What is required> Filter the items below down to the lines that contain the string "glass", and copy each of those lines unchanged.
-=-=-
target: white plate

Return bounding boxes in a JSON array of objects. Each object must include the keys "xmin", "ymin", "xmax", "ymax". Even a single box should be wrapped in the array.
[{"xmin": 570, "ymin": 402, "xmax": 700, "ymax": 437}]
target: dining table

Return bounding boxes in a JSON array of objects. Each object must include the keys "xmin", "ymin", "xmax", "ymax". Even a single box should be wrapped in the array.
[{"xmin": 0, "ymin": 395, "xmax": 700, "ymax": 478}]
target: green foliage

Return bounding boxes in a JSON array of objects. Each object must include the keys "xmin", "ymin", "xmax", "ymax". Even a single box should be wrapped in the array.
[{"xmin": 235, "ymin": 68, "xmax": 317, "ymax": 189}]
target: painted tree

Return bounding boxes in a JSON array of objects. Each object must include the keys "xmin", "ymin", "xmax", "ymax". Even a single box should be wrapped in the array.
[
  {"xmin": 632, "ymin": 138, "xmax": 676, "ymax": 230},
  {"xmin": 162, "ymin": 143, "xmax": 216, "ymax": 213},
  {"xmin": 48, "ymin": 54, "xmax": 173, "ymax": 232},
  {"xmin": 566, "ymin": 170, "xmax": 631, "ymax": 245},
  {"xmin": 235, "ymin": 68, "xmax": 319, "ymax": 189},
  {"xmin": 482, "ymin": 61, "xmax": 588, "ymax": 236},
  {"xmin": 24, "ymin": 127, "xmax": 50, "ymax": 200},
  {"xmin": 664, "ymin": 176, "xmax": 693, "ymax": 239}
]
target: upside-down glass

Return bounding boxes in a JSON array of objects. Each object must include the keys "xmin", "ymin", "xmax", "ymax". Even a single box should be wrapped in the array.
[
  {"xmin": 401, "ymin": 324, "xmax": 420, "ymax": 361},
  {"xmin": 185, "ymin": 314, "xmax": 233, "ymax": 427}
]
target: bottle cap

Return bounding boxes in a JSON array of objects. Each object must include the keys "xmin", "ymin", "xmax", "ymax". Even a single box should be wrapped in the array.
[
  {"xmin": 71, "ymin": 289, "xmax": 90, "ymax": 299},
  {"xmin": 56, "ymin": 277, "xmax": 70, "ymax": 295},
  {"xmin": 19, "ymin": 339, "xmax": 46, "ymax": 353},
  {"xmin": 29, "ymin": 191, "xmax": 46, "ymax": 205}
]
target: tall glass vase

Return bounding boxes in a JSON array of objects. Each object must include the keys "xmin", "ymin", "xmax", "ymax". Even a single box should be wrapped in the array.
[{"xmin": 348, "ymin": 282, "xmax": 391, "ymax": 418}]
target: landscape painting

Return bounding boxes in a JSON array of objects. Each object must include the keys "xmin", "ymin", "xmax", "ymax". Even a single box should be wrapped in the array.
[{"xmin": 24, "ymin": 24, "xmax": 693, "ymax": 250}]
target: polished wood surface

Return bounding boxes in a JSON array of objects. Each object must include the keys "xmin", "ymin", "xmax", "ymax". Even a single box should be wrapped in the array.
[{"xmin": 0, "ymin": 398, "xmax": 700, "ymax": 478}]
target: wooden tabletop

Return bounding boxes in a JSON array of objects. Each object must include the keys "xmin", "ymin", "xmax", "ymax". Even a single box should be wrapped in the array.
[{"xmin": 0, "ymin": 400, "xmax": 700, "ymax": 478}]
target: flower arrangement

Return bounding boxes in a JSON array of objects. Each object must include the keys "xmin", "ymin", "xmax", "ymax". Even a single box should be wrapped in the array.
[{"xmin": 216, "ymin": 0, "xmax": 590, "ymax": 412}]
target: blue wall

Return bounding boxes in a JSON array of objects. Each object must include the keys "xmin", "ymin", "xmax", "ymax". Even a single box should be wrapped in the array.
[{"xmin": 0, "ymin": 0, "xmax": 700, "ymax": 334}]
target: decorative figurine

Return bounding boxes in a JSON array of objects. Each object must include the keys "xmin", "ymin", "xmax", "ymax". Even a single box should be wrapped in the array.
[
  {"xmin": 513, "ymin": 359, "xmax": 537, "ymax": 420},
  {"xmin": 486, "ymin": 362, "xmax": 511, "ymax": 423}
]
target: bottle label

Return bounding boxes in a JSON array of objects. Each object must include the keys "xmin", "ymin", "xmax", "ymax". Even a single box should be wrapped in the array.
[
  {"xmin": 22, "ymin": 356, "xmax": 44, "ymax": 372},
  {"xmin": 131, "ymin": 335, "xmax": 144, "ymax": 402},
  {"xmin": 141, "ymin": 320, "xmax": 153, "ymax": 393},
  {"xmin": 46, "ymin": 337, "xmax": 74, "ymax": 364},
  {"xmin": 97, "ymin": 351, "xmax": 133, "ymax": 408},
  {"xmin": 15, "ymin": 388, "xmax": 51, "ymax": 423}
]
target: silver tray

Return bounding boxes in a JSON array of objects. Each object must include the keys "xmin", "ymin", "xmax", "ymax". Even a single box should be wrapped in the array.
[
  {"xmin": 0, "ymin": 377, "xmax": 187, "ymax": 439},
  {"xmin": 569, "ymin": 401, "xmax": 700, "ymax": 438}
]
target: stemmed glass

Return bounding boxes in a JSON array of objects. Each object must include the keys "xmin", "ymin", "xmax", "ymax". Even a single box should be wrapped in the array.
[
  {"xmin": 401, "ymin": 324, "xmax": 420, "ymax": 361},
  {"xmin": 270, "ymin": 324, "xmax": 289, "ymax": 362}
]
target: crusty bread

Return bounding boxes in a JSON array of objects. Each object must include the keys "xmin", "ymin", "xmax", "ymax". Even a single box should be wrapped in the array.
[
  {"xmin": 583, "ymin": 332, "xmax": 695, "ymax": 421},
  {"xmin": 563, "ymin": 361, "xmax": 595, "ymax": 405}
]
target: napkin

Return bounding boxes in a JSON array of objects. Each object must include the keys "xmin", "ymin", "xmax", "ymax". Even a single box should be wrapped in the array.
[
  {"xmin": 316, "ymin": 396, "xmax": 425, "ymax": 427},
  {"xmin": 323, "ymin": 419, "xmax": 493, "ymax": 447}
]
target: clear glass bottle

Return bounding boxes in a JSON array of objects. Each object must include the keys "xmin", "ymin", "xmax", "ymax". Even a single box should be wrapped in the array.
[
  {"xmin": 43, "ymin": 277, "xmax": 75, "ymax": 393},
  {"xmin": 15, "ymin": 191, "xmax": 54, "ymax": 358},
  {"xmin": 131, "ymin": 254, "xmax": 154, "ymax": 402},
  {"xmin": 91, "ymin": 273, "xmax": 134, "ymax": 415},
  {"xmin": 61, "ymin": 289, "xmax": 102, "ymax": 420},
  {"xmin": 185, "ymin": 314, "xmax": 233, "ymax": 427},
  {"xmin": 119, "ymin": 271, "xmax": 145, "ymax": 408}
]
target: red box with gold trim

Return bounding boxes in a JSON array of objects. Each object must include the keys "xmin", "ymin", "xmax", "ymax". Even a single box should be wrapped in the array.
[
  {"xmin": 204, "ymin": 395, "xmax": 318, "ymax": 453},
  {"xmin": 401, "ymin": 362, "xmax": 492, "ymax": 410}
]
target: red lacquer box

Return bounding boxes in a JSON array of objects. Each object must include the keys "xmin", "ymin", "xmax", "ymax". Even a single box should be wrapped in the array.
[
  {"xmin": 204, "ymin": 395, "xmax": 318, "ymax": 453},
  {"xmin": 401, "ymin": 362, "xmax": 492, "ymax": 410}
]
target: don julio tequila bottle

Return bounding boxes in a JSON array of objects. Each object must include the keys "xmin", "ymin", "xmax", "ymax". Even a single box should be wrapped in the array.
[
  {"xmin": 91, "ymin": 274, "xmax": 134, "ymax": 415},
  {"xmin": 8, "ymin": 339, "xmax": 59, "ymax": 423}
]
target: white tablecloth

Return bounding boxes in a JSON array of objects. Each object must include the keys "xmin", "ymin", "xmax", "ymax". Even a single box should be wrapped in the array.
-=-=-
Exercise answer>
target: upside-down glass
target: tall glass vase
target: stemmed glass
target: clear glass bottle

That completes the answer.